◆ **Objective**:
Copy the material below word for word, starting at the line that contains "like x=392, y=102." and ending after the line that contains "x=806, y=243". Include both of those lines.

· · · · · · ·

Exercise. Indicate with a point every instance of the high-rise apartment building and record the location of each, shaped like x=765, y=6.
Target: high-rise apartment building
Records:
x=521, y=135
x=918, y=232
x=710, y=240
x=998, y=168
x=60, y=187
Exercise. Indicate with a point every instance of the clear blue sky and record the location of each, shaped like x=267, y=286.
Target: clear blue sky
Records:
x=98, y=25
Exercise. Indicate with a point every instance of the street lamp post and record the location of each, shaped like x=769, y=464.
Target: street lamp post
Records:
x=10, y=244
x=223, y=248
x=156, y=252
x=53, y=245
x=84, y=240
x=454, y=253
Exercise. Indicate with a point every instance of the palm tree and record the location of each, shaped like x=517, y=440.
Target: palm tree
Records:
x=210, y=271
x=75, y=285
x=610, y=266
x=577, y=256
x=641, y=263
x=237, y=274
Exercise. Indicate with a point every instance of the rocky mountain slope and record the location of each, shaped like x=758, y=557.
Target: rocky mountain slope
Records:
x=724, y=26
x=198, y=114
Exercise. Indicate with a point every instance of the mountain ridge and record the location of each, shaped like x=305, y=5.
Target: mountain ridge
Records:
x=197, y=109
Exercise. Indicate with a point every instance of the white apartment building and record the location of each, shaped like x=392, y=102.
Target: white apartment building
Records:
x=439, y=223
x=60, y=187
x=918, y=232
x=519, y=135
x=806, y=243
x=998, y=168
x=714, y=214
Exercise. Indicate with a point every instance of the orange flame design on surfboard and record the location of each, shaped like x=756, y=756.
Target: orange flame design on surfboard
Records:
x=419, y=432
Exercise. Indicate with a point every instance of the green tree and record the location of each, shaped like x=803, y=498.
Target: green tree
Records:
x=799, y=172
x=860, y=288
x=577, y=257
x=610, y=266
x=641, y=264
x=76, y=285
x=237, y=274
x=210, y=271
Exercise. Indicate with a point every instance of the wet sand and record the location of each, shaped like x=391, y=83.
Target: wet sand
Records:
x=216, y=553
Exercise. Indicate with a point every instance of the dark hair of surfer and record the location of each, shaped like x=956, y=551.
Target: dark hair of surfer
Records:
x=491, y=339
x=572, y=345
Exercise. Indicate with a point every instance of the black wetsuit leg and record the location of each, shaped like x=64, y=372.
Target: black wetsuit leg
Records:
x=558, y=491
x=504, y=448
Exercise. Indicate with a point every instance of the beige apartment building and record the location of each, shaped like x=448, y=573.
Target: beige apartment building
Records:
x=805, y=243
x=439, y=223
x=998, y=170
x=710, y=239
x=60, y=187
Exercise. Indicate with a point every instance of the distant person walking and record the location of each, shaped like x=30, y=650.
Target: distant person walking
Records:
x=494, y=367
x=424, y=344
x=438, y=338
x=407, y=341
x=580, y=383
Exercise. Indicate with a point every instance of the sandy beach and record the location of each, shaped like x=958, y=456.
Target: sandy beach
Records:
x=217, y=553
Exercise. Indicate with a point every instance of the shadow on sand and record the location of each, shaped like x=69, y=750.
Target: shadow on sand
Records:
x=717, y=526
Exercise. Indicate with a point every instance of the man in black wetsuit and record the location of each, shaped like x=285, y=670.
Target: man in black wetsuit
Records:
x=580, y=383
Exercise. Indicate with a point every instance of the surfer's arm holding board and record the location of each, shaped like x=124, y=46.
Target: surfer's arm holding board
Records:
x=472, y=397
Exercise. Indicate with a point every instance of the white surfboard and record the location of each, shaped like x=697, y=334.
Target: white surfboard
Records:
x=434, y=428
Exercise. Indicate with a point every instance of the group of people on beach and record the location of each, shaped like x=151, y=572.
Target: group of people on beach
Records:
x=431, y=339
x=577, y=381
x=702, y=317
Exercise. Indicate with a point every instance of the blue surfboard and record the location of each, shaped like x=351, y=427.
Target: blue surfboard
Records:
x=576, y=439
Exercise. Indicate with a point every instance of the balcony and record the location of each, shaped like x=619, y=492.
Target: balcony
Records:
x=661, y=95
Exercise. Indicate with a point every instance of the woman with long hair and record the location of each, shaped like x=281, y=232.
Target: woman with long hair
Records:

· · · · · · ·

◆ **Full solution**:
Exercise. Indicate with a point every instance of the white apartment building and record the location of each, shaped like x=392, y=102.
Target: white apartment building
Records:
x=439, y=223
x=60, y=187
x=918, y=232
x=519, y=135
x=806, y=243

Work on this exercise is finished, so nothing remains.